AIM OF THE TASK:
Print the part of the Bob Grant text that opens with the words containing "Australia international rugby" and closes with "won three premierships.", copying it word for word.

PAGE TEXT:
Bob Grant

Personal information
- Full name: Robert Grant
- Born: 5 June 1946 (age 79)

Playing information
- Position: Halfback
Club
| Years | Team | Pld | T | G | FG | P |
| 1965 | Balmain Tigers | 5 | 0 | 0 | 0 | 0 |
| 1966–75 | South Sydney | 136 | 20 | 0 | 4 | 68 |
|  | Total | 141 | 20 | 0 | 4 | 68 |
Representative
| Years | Team | Pld | T | G | FG | P |
| 1971 | New South Wales | 1 | 1 | 0 | 0 | 3 |
| 1970–72 | Australia | 2 | 0 | 0 | 0 | 0 |
- Source:

= Bob Grant (rugby league) =

Australia international rugby league footballer

Bob Grant (born 5 June 1946) is an Australian former rugby league footballer who played in the 1960s and 1970s. A New South Wales interstate and Australian international representative , he played most of his club football for the South Sydney Rabbitohs, with whom he won three premierships.

DATA SEGMENT:
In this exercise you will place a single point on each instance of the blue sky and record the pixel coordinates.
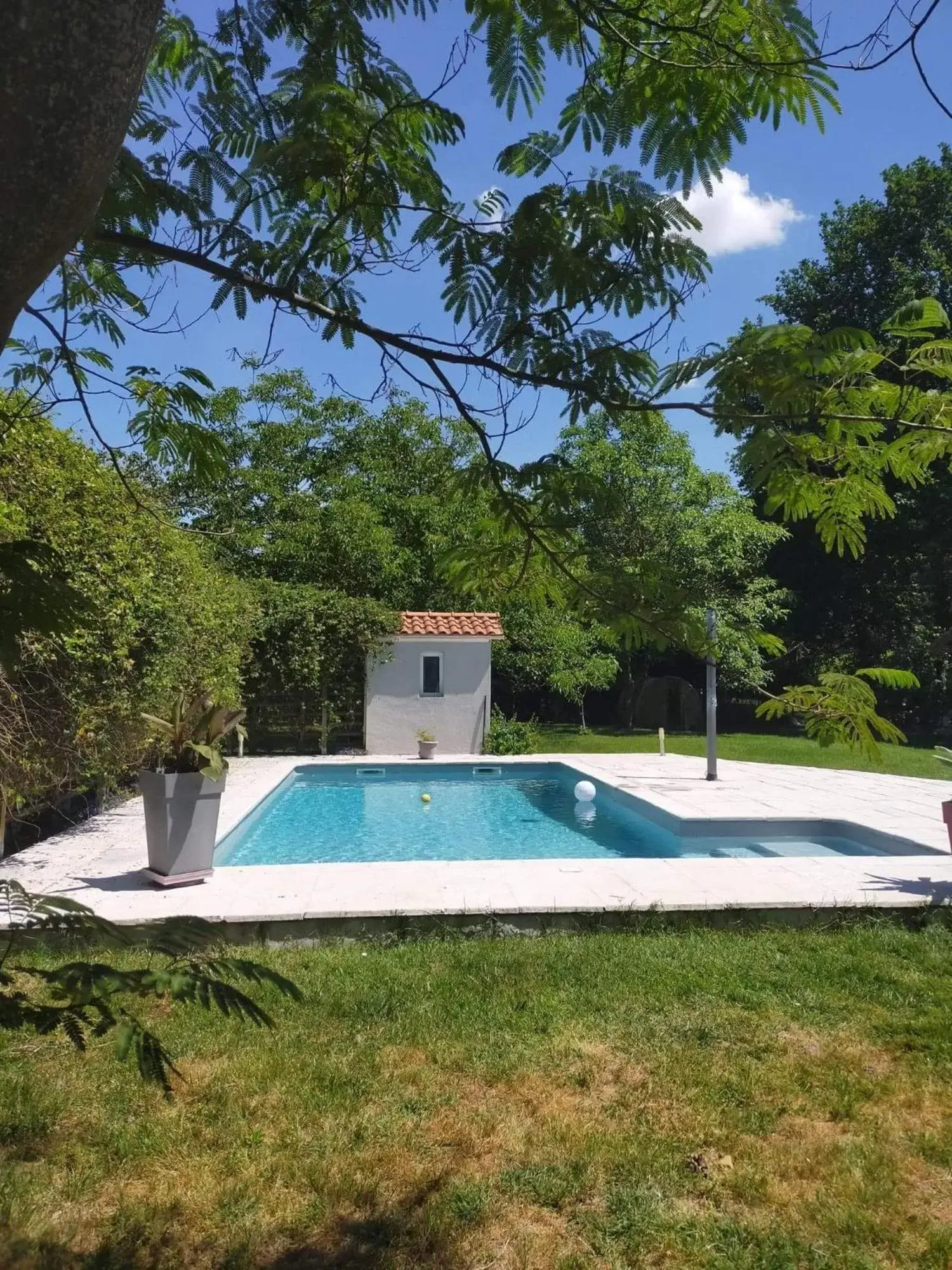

RESULT BELOW:
Australia international rugby league footballer

Bob Grant (born 5 June 1946) is an Australian former rugby league footballer who played in the 1960s and 1970s. A New South Wales interstate and Australian international representative , he played most of his club football for the South Sydney Rabbitohs, with whom he won three premierships.